-- Stated problem --
Rewrite the lines of the listing, from its first line up to and including the line containing "23,251,107,381", as a Markdown table with the columns "Row" and "Line". Omit blank lines and number the remaining lines consecutively.

····················

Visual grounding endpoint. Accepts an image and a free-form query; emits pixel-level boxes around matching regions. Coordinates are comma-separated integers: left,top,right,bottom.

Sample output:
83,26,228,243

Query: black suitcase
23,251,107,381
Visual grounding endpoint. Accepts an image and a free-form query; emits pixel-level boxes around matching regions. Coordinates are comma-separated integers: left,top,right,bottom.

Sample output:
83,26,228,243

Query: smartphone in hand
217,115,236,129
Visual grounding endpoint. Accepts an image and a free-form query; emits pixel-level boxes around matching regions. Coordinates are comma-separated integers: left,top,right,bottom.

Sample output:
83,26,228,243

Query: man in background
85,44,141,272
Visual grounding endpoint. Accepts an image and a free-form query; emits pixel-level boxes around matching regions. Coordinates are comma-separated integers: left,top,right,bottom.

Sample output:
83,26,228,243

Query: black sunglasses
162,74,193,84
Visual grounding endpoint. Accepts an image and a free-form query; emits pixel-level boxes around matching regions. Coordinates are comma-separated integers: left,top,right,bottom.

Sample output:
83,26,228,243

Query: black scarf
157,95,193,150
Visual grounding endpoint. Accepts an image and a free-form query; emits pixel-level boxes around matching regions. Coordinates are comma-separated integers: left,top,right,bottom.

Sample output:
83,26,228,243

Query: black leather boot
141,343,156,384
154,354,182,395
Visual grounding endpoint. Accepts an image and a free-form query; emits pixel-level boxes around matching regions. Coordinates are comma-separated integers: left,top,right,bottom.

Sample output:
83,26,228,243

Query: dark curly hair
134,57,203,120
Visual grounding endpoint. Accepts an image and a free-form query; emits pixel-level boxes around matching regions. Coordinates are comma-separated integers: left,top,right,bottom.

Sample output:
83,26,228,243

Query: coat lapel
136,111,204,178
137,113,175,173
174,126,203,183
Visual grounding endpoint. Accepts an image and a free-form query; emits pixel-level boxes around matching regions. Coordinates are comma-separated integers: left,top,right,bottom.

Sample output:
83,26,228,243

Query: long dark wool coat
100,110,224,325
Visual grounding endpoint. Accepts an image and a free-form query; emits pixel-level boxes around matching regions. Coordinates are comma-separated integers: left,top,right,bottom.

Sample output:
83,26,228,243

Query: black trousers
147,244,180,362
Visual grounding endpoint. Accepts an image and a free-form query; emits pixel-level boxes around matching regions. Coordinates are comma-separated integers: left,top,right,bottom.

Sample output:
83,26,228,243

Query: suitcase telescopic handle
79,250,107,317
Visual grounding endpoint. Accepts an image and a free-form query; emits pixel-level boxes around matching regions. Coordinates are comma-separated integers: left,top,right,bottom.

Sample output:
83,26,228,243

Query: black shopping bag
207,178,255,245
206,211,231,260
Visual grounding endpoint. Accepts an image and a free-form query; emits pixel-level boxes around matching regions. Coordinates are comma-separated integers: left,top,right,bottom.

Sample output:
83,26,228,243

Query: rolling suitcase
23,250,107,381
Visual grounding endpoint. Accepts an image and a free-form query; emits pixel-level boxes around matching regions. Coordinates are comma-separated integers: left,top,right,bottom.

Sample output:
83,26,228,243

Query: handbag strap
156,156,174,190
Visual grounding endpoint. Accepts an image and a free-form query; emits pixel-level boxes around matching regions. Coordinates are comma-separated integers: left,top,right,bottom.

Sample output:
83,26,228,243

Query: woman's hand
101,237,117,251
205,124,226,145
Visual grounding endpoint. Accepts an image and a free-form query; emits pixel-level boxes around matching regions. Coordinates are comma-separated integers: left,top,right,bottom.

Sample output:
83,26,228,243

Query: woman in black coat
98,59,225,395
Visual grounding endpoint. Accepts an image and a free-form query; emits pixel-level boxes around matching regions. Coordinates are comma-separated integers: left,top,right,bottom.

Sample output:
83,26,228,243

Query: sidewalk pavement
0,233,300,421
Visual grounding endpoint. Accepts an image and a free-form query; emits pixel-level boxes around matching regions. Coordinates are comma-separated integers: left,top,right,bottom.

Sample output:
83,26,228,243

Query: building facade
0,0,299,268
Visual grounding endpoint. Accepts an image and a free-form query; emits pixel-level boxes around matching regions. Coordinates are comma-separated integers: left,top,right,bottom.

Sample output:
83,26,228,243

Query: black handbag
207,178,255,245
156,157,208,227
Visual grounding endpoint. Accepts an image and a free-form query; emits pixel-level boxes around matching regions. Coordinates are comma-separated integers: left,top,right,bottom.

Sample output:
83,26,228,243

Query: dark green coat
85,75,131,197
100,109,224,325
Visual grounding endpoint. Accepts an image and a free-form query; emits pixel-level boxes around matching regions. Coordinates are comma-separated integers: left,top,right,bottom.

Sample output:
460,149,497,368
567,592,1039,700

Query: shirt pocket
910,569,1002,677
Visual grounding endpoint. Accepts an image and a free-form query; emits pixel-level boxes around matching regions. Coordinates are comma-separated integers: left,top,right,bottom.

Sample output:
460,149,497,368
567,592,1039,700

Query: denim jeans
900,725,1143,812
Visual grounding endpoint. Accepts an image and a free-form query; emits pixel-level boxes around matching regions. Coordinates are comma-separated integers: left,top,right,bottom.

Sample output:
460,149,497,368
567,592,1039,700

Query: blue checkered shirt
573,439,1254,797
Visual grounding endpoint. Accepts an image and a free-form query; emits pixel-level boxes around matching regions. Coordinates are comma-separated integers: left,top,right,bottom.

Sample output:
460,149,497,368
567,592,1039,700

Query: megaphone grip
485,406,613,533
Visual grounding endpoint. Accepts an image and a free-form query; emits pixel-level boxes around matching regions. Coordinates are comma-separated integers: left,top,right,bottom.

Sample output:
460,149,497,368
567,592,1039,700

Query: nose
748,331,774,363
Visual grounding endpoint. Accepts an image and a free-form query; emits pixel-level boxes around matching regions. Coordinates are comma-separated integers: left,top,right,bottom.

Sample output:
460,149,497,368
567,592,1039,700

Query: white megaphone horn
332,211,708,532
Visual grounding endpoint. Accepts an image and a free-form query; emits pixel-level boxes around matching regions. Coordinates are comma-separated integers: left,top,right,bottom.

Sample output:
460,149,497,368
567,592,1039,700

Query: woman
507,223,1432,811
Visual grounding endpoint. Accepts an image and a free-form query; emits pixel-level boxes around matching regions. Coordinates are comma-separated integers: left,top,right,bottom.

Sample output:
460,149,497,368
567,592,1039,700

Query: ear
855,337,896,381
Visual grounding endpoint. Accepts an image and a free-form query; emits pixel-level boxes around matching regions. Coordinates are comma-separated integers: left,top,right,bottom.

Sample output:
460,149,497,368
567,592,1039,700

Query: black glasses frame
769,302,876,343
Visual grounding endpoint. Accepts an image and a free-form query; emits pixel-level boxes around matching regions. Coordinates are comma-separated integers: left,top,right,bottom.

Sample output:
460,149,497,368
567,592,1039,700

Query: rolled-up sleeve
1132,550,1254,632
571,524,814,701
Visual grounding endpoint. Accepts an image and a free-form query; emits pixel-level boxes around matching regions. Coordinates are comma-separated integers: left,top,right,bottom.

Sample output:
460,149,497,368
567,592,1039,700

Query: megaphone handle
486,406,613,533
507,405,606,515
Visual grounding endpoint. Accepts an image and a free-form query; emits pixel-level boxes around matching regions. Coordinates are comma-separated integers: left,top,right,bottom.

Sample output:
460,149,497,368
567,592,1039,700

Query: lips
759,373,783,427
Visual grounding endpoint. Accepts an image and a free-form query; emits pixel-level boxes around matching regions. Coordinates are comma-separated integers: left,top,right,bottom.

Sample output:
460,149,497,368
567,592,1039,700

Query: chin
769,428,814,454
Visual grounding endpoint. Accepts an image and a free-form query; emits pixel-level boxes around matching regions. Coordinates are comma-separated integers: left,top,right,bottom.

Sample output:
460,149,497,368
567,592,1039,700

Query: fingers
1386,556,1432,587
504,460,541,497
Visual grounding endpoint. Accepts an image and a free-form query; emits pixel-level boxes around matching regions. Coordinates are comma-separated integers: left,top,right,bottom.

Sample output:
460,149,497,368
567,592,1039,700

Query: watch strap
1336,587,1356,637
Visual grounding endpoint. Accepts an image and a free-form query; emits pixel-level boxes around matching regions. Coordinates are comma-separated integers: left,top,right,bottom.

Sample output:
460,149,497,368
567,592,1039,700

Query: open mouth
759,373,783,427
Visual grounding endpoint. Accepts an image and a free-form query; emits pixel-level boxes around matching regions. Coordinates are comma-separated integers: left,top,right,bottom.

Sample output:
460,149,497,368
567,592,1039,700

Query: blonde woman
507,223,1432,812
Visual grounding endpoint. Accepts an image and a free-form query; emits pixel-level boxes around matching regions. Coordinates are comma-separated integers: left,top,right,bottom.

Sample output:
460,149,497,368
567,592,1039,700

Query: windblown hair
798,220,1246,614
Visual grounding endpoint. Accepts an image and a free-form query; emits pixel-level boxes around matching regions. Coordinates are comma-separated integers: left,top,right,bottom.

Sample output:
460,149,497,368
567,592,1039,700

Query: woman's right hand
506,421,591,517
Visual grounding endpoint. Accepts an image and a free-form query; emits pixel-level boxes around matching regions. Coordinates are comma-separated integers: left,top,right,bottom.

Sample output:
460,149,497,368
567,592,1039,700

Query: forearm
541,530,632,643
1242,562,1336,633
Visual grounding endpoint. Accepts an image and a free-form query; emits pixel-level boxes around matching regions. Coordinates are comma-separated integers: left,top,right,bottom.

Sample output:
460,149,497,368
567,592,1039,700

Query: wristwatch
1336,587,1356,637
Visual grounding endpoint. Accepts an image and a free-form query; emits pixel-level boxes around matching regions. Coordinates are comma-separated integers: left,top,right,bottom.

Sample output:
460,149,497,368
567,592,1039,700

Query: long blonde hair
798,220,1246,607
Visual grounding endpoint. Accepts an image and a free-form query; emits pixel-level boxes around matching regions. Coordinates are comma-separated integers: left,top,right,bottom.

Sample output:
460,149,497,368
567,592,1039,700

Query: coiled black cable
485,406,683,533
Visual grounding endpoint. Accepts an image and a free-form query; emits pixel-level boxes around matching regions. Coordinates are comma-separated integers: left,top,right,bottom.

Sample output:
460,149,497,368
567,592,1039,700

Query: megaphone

····················

-- Task answer --
| Row | Line |
|---|---|
| 1 | Visual grounding endpoint. Accepts an image and a free-form query; emits pixel-level boxes around matching regions. Coordinates are comma-separated integers: left,top,right,bottom. |
| 2 | Sample output: |
| 3 | 83,26,228,243 |
| 4 | Query: black suitcase |
| 5 | 23,251,107,381 |